Task brief: In the rows below, reproduce word for word every line from the one containing "Indicate the rope" through the one containing "[(196, 45)]", including both of those lines.

A run of records:
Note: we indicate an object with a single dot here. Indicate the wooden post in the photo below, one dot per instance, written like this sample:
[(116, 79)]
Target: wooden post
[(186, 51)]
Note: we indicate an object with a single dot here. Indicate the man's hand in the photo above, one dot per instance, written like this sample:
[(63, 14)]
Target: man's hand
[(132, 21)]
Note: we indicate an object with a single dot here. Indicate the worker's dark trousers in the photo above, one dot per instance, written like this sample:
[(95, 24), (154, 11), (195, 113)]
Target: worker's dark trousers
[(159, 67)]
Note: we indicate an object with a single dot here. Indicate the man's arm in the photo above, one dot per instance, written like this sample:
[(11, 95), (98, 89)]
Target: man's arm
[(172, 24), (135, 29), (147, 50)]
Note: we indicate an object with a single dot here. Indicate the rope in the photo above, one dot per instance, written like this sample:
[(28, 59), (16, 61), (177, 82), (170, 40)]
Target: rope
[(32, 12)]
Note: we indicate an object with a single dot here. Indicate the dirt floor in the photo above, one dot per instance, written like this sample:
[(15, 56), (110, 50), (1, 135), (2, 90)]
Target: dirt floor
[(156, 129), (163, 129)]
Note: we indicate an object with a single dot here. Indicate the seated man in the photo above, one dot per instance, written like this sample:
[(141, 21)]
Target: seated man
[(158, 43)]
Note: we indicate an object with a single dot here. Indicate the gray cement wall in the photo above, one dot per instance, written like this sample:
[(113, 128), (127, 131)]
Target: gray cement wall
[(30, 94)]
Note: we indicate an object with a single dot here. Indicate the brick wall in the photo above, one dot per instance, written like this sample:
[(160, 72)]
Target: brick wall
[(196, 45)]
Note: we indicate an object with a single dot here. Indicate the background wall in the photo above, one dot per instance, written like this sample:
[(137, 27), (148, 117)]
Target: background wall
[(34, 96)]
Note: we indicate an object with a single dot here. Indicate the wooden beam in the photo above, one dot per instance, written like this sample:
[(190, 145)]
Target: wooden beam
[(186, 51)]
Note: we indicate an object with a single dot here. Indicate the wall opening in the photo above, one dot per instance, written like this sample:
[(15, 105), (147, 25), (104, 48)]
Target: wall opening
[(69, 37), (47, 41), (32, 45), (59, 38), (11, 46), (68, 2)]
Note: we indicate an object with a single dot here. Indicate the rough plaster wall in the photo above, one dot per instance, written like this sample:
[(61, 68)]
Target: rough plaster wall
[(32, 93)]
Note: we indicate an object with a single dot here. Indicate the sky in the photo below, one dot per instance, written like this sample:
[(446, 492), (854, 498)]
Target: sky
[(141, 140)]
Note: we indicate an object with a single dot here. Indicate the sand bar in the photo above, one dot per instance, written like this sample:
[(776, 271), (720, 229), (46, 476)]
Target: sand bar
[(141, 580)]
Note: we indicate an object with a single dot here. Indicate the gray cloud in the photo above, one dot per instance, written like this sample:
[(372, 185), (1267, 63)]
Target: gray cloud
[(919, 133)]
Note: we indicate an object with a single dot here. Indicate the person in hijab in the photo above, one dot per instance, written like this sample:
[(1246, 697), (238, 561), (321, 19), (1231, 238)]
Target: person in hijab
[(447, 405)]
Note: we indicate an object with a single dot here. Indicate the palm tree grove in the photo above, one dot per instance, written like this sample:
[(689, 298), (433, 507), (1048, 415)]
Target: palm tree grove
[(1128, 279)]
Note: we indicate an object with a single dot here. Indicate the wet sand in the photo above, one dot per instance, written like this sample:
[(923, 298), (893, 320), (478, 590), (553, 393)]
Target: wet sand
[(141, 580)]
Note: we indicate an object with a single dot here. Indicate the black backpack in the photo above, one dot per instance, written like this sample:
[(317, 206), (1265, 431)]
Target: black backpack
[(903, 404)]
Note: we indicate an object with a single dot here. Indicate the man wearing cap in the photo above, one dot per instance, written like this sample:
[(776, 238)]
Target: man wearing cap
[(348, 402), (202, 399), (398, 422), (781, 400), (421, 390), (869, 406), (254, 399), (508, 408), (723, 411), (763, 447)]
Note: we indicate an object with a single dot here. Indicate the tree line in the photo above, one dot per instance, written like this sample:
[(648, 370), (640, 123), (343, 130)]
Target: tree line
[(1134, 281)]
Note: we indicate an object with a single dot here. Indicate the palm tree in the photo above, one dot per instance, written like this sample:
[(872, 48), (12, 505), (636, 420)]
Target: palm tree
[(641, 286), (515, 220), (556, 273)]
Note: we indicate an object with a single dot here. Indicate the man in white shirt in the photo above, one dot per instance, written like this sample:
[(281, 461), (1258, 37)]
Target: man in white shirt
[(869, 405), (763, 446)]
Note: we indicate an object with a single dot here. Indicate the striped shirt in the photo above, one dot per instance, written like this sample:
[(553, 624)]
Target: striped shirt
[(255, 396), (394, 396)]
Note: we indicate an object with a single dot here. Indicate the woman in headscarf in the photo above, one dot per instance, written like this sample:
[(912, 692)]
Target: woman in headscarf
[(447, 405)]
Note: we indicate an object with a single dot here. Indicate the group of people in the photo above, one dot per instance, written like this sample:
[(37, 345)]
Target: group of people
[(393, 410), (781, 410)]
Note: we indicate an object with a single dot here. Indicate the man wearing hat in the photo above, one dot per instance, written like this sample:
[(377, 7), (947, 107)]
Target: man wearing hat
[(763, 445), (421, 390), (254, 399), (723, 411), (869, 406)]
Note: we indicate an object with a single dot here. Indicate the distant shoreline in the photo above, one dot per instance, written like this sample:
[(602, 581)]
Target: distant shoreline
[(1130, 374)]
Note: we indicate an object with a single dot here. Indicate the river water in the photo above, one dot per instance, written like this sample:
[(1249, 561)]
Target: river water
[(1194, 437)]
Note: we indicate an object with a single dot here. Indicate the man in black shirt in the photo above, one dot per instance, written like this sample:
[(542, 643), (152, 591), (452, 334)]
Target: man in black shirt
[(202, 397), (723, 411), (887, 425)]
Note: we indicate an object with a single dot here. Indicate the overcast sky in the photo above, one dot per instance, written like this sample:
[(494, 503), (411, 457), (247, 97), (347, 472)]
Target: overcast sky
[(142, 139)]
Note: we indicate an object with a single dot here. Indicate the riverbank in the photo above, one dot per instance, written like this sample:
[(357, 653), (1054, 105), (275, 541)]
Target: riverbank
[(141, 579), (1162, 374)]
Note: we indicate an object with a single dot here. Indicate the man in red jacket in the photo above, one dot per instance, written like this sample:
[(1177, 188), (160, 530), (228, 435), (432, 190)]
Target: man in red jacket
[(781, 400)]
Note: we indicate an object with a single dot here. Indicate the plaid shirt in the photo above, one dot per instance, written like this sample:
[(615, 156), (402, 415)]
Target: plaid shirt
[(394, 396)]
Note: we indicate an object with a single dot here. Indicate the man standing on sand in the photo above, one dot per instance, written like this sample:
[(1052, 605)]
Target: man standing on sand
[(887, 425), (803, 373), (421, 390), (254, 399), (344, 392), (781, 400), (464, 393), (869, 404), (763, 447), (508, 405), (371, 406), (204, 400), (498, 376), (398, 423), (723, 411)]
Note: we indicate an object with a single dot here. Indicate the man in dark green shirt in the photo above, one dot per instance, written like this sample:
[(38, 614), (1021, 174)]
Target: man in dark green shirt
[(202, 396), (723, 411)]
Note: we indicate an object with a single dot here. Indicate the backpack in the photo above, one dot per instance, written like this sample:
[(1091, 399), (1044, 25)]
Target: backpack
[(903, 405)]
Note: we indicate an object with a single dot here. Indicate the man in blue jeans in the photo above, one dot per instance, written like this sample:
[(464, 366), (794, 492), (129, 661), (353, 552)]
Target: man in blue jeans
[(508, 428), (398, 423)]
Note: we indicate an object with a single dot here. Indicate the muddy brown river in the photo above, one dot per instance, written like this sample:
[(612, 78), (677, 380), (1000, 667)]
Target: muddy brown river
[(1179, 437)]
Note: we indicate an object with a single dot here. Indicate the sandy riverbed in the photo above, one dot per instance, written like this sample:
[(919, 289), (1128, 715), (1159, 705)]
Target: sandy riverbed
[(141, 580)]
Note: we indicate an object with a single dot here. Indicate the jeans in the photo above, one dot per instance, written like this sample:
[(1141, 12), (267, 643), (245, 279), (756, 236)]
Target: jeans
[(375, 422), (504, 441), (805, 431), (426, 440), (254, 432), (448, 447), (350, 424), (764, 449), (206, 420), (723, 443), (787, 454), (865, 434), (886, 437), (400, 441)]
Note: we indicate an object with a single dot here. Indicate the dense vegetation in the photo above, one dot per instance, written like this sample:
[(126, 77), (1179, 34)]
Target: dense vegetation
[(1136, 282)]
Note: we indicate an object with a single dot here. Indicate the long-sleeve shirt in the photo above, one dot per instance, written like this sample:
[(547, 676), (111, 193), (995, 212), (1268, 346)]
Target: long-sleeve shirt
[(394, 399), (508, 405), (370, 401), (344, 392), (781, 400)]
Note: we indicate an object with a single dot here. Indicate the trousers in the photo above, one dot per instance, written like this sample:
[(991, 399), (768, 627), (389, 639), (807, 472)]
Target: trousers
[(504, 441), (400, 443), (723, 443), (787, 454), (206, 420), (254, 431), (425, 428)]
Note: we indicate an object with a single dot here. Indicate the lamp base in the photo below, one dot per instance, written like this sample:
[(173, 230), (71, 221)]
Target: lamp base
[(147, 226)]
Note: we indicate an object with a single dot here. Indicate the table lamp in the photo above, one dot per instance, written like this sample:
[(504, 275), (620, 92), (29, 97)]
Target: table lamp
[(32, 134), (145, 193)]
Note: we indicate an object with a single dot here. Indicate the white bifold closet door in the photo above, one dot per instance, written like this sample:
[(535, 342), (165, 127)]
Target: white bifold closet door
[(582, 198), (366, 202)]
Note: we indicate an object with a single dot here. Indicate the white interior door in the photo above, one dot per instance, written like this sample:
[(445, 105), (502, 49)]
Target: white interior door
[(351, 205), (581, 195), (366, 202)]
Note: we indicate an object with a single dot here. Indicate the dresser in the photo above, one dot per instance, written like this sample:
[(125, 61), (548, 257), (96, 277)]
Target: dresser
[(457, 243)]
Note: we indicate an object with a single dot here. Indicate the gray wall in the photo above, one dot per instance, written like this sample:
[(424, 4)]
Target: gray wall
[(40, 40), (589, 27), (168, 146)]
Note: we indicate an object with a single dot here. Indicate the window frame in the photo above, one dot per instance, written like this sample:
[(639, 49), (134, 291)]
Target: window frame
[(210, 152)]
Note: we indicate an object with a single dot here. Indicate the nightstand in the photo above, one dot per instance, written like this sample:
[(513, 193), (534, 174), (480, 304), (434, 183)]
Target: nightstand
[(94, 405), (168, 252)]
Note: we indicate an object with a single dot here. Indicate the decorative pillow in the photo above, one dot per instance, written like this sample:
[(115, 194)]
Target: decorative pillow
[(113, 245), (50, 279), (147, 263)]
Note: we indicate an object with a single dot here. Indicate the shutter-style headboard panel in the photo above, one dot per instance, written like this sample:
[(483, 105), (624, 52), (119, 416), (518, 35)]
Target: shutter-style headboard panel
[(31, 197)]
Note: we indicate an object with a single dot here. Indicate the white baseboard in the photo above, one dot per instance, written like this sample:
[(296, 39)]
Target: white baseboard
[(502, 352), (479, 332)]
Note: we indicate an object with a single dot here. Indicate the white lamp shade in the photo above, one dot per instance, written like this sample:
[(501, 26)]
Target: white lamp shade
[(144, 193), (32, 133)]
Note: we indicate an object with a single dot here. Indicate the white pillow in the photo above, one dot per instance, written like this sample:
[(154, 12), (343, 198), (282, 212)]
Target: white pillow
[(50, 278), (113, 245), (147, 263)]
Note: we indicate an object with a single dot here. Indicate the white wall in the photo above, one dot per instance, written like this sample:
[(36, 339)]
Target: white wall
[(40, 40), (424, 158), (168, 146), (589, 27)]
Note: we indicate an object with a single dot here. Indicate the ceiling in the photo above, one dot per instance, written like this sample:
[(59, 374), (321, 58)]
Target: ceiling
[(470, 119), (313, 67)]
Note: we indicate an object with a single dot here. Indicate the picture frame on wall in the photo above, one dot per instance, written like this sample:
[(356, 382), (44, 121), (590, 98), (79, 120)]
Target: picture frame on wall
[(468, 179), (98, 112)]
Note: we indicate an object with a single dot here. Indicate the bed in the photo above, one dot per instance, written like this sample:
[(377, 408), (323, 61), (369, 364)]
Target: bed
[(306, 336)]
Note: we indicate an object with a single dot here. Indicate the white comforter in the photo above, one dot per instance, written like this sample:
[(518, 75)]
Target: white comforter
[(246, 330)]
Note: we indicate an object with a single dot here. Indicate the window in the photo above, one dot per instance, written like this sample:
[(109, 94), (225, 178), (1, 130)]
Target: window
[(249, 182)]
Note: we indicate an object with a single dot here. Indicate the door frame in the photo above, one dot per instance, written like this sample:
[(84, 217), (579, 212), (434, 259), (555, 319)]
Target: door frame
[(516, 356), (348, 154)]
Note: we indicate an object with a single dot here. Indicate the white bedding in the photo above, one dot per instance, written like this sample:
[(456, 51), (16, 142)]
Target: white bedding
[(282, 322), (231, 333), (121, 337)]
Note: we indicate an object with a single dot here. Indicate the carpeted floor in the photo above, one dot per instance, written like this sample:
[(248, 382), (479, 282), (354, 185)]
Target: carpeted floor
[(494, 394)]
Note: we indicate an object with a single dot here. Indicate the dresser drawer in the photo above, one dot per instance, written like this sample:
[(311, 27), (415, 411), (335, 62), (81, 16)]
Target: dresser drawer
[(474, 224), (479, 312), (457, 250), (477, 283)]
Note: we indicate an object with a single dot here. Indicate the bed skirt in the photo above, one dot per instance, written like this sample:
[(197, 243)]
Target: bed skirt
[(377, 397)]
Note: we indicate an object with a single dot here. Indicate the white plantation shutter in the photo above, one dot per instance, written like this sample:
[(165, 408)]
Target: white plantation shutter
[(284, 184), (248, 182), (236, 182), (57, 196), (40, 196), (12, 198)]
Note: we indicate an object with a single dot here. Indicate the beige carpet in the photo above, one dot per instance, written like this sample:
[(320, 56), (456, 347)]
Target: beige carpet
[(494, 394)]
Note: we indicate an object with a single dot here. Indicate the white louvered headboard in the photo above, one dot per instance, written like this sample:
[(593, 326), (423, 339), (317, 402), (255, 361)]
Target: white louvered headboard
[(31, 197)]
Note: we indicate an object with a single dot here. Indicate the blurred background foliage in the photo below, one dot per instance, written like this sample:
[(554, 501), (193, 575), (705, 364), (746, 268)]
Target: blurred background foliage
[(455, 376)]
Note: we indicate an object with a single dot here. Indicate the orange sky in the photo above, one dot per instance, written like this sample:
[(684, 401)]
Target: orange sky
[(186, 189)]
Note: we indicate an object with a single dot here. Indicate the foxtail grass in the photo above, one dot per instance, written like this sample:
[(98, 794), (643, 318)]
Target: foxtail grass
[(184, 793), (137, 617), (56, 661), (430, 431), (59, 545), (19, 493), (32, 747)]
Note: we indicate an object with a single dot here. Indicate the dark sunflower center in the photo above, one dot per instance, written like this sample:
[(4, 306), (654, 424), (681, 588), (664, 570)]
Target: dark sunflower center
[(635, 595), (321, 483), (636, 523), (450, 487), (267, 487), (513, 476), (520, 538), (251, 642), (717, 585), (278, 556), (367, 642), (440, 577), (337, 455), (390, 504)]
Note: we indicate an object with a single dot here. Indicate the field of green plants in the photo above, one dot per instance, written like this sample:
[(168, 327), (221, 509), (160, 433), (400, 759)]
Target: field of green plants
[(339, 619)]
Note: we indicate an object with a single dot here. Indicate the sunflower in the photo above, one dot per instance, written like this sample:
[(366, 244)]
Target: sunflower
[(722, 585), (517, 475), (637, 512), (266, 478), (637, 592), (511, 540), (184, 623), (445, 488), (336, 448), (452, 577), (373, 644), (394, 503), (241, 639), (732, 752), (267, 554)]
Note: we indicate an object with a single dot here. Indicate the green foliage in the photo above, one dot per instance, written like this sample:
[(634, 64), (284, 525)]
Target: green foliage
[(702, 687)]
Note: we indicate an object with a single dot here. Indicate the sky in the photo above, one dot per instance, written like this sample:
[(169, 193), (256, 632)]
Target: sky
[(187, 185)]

Result:
Note: we indicate an object with a single dot here. Indicate the rope in the photo above, one dot per instance, written like this sample:
[(28, 59), (16, 61), (177, 82), (170, 40)]
Target: rope
[(32, 12)]
Note: we indicate an object with a single dot here. Indicate the dirt floor in the photo above, one dot per instance, written like this sample:
[(15, 56), (110, 50), (1, 135), (2, 90)]
Target: dirt floor
[(156, 129), (163, 129)]
Note: we indicate an object with a single dot here. Indicate the seated man in the photo above, one dot per instance, written like this sample:
[(141, 21)]
Target: seated man
[(158, 43)]
Note: we indicate an object with a single dot here. Indicate the gray cement wall in the photo above, one dot per instance, written like this sample:
[(113, 128), (127, 131)]
Target: gray cement wall
[(30, 94)]
Note: we indicate an object with a single dot here. Indicate the brick wall in the photo above, one dot per instance, written like this sample:
[(160, 72)]
Target: brick wall
[(196, 45)]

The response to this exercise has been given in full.